**EXERCISES TO COMPLETE:**
(1) According to the Success Academy blog post below, how many students was Moskowitz enrolling twelve years ago?
(2) Carry on writing the Success Academy blog post below, starting right after its final sentence.

**TEXT SECTION:**
========
Sunday, June 10, 2018

Success Academy: Much Ado About Almost Nothing

Richard Whitmire, a reliable booster for all things charter, is over at The 74, reliable reformy news-ish outlet, to celebrate news from Success Academy:

America’s most controversial — and possibly most successful — charter network leader, Eva Moskowitz, notched a major win Thursday, overseeing her first high school graduation ceremony at Success Academy, the class of 2022.

Class of 2022 is a coy way of referring to the year that these sixteen students will presumably graduate from college.

Yes, I said sixteen.

Anyway, Whitmire addresses the question suggested by that 2022. Will they actually make it to the finish line?

Impossible to say with certainty, of course, but based on my research of low-income, minority students going off to college, the odds of these 16 graduating seniors earning degrees are very high.

Sure. His argument is they've gotten into very selective schools with high graduation rates. He could be right.

But he also wants us to know that this is a huge deal, a big giant triumph for this poor little rich girl struggling against her critics:

Moskowitz is rarely one to resist settling scores with her many critics, including New York City Mayor Bill de Blasio, who once famously vowed to staunch her access to unused school buildings, or the union leaders who have thrown every weapon imaginable at her over the past dozen years. She appears to be achieving what they hold is impossible: successfully educating low-income minority children without first solving the ills of poverty. And she’s doing it at scale, not just with these 16 graduates. Her 46 schools enroll 15,500 students.

And that is as close as Whitmire comes to the facts that make this not quite so triumphant. Because Moskowitz isn't doing this at anything remotely resembling scale.

It's swell that her schools enroll 15,500 students. Twelve years ago, she was enrolling just 157 students in two grades. By 2016, those 157 students had become 52 tenth and eleventh graders. And now they have become 16 graduates (Gary Rubinstein breaks down the stunning attrition numbers more exactly here).

Success Academy has two secrets, and neither of them are important new developments in the field of education. Also, neither of them can be scaled up.

First, as indicated above, is the secret power of attrition. Get students to leave-- you might even make a got-to-go list of students that you want to push out. Never fill any empty seats after the first couple of years, so that over time you can whittle student body down to just a few who are able to work the way you want them to.

Second, be well-connected so that movers and shakers in NYC help get you what you need (including lots of contributions at fund-raisers). Use your customers as free muscle in the state capital to help get more political leverage.
========
**DATA RECORDS:**
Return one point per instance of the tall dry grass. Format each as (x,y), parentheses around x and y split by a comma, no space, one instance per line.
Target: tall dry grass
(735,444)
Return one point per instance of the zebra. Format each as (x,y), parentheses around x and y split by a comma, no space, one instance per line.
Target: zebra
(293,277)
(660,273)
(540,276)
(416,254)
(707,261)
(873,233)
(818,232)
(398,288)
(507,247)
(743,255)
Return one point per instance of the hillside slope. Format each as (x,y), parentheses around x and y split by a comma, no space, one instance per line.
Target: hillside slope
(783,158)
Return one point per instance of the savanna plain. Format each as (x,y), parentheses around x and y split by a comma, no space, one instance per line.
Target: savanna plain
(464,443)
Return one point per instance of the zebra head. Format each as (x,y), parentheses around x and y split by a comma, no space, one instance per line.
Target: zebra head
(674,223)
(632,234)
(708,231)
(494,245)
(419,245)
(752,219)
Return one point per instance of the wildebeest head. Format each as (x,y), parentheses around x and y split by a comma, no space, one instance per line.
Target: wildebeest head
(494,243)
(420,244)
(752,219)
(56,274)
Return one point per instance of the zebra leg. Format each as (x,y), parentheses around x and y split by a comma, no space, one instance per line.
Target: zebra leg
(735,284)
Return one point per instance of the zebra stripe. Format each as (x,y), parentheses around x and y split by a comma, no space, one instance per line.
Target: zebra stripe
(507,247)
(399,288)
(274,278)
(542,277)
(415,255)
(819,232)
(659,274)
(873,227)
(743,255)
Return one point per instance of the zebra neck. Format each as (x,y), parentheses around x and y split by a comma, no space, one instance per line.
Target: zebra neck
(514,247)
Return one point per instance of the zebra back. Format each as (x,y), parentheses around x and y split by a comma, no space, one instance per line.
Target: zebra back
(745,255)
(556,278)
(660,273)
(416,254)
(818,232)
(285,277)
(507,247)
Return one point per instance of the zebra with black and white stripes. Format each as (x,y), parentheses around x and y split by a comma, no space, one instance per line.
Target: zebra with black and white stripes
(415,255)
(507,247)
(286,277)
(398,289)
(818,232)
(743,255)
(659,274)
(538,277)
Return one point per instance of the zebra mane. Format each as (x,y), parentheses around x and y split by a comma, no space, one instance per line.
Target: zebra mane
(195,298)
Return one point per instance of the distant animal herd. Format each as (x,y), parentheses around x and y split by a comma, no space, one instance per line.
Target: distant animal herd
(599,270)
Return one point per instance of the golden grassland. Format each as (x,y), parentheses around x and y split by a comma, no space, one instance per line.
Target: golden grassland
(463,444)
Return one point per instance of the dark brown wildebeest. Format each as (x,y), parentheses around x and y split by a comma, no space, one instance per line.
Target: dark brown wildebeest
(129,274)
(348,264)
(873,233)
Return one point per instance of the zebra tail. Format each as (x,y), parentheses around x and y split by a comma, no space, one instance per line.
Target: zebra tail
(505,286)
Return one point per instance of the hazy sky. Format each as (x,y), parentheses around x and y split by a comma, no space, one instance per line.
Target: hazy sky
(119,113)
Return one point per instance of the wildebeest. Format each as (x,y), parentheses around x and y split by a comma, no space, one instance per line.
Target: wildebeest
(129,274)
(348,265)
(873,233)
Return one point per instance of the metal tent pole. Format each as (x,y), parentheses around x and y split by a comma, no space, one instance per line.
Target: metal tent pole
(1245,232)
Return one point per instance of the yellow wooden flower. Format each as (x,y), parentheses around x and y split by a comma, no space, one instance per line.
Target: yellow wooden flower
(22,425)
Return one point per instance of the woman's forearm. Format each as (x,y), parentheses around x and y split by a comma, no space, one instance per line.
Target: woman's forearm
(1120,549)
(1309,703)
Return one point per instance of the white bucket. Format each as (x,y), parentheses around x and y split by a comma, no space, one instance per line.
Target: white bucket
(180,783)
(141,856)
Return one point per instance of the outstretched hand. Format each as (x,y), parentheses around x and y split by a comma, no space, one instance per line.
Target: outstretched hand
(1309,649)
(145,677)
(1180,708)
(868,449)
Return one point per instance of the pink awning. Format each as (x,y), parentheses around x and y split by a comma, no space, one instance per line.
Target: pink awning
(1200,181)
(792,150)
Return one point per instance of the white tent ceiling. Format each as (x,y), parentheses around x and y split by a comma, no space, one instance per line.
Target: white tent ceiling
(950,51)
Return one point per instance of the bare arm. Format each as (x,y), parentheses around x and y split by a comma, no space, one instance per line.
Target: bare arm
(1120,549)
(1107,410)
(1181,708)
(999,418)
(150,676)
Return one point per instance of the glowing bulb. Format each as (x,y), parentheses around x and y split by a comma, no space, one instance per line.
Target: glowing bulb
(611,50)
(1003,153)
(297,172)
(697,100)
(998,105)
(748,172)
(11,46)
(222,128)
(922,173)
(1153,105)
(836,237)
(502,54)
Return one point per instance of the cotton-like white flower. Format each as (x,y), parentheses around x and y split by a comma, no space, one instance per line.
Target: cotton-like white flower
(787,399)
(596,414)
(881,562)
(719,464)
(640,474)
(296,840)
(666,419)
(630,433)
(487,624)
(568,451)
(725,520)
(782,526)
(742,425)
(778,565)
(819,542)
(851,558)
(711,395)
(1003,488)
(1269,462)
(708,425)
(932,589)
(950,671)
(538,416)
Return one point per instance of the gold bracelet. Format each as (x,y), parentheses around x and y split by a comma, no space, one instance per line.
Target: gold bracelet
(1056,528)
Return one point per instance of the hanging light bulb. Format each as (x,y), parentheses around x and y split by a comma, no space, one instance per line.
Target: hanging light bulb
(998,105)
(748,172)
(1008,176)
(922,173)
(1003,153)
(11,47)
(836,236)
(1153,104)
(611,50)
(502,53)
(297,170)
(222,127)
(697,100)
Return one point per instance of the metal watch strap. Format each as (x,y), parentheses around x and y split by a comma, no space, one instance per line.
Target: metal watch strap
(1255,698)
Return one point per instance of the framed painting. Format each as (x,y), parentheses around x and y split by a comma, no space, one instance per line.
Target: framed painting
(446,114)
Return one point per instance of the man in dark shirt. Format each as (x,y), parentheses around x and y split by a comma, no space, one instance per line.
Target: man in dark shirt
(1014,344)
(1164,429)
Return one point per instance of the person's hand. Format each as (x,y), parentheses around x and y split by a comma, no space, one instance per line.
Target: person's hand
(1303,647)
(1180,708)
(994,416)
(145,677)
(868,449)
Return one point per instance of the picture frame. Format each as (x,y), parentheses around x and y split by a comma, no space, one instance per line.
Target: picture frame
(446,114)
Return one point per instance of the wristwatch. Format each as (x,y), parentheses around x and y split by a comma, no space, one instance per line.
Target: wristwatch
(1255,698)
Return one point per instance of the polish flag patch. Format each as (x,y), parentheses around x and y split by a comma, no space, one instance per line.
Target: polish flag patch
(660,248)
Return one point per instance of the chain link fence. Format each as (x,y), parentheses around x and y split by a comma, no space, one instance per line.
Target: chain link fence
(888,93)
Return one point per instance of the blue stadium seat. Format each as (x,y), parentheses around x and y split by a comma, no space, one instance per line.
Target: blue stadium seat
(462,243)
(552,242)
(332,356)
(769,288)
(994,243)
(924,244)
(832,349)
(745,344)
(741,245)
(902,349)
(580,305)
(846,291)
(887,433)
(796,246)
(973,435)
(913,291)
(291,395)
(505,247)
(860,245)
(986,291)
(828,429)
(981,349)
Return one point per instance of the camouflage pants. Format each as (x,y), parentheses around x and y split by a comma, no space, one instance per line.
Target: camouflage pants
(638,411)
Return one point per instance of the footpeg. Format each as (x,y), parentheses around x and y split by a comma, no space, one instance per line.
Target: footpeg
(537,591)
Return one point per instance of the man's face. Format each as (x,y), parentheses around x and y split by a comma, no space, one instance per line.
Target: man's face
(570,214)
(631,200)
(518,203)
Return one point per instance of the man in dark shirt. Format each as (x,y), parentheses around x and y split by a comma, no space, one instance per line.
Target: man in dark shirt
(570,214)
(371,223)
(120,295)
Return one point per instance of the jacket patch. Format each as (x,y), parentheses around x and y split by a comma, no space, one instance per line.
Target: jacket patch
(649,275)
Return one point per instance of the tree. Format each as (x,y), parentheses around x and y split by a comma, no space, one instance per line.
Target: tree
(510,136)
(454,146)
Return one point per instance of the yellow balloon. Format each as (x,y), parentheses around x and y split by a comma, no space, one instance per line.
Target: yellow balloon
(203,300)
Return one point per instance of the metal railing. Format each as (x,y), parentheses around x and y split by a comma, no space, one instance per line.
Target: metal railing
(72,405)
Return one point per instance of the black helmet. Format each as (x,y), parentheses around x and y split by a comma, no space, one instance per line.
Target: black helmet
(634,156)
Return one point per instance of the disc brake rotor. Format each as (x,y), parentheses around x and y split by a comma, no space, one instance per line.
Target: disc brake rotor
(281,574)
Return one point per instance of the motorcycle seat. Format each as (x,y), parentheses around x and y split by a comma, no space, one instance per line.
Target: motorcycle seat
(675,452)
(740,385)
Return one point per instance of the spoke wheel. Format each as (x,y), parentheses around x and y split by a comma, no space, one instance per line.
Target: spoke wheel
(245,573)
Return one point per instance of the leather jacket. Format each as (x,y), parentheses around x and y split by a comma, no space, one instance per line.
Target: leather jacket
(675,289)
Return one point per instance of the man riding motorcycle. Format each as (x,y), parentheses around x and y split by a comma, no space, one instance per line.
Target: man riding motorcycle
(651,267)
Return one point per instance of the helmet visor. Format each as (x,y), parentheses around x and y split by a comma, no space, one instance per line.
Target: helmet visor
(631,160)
========
**ANSWER LIST:**
(1) 157 students in two grades.

(2)
Without these secrets of her success, Moskowitz is nothing special. Enroll 15,500 students? Super-- when all 15,500 graduate from your schools, then you'll have done something remarkable. And if you can do it without extra favors and extra money-- just with the same resources that any public school would have-- then you'll have done something extraordinary.

I would not for a second want to diminish what this accomplishment means to those sixteen students. This was a great thing for them, and I hope that the years ahead bring them nothing but continued success.

But do not pretend this accomplishment is magical or scalable or offers any lessons other schools could learn from. Any school with a mountain of extra money, friends in high places, and the ability to teach only the students that suit it-- any school could do the same under those conditions. If government were willing to mobilize these kind of resources for every school and every school, it would be a great thing. But in the meantime, don't tell me that Moskowitz has accomplished something great and special here. It's a great day for those sixteen students, but as a lesson in how to operate a school system, it's a big fat nothingburger.

3 comments:

  1. The story of KIPP in Jacksonville, FL. Governor Scott, in a big publicity rush of being fiscally responsible, line item vetoed their million dollar a year special subsidy from the state last year. This year, then, they got a two, yes that's right, two million dollar special subsidy from the state. Making up for last year, ha-ha! Scott, now wanting to be US Senator, needs to curry favor from Republican powers in the state. So it goes through.

    Wait, what? We were supposed to be talking about what helps the 'children'? pbbbbbt.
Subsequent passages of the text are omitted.